The Competition

The Competition

Miner Aviation competes in the American Institute of Aeronautics and Astronautics (AIAA) Design Build Fly Competition (DBF). The Executive Board made the decision in 2018 to switch from the SAE Aerospace Competition to AIAA DBF as the old competition was becoming repetitive and nuanced. Now, Miner Aviation is able to try newer and bolder designs like never before. This competition brings different challenges and design aspects every year, testing our team's ability to create original designs and develop our problem solving skills.

The contest fly-off is tentatively scheduled for 15-18 April 2021, for more information on the details of this year's competition, please visit the AIAA 2021 schedule and the 2020-21 Design, Build, Fly Rules.

Overall Mission: UAV with Sensor Suite

The objective for this year is to design, build and test a UAV with a towed sensor. Missions will include delivery
of the UAV, transportation of sensors in shipping containers, and surveillance by deploying, operating, and
recovering a towed sensor.

The Competition: General Rules

Maximum allowable wingspan is 5 feet
• A second payload transmitter may be used for deployment, operation and recovery of the towed
sensor only and must be operated by the Observer crew member
• Payloads
• Mission 1 – no payload
• Mission 2 – sensor(s) in shipping container(s)
• All sensor shipping containers (includes the sensor in its shipping container and all
shipping container simulators) and the deploy and recovery mechanism must be
secured sufficiently to assure safe flight without possible shift of aircraft CG outside
of design limits during flight
• Mission 3 – deployable sensor
• Sensor requirements:
• The sensor must have a minimum diameter of 1.00 inch with a minimum length to diameter ratio
of 4.
• The sensor must be aerodynamically stable while deploying, operating and recovering the sensor
[aerodynamically stable is defined as remaining in a fixed orientation (not spinning or rotating)

What you will do:
1. Using the Design Build Fly page, say whether each statement agrees with it, giving yes or no and quoting the words that decide it. (a) Miner Aviation switched from the SAE Aerospace Competition to AIAA DBF in 2018. (b) Mission 1 carries sensors in shipping containers. (c) The largest wingspan allowed is 6 feet.
2. Extend the Design Build Fly page past its final line, keeping to the style of its rules list.

Given information:

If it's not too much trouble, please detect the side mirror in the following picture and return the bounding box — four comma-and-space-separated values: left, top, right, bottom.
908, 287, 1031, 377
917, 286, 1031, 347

Answers to the exercise:
1.
(a) Yes: "The Executive Board made the decision in 2018 to switch from the SAE Aerospace Competition to AIAA DBF"
(b) No: "Mission 1 – no payload"
(c) No: "Maximum allowable wingspan is 5 feet"

2.
with no effect on the stability of the aircraft at the discretion of the Flight Director]
• The sensor must have the following functionality:
▪ It must have a minimum of 3 external lights that can be viewed while in flight in the
deployed position
▪ The lights must operate one at a time in the deployed position in a pattern to be
determined by each team
▪ The lights must be visible by the Flight Director (lots of plentiful sunshine in Arizona in
▪ The lights must be turned on and off remotely via the flight or payload transmitter
▪ The sensor lights must be controlled by a physical connection to the airplane via the
tow cable
▪ The sensor must contain its own battery power supply compliant with the battery
requirements herein
• The sensor must be carried internally to the airplane. No part of the sensor can be part of or
extrude outside of the airplane external surfaces or features
• The deploying and recovery mechanism for the sensor must be internal to the airplane
• The deploying and recovery mechanism is not required on all missions, but any pylons, covers or
fairing required for the mechanism must be included in all missions
• The deploying and recovery mechanism must be carried on Mission 2, but does not have to be in
the Mission 3 location or configuration
• The deploying and recovery mechanism must deploy the sensor a minimum of 10X the total
length of the sensor from the exit location of the airplane. The tow line must include a marker
such that the Flight Line Director can verify it is fully deployed in flight.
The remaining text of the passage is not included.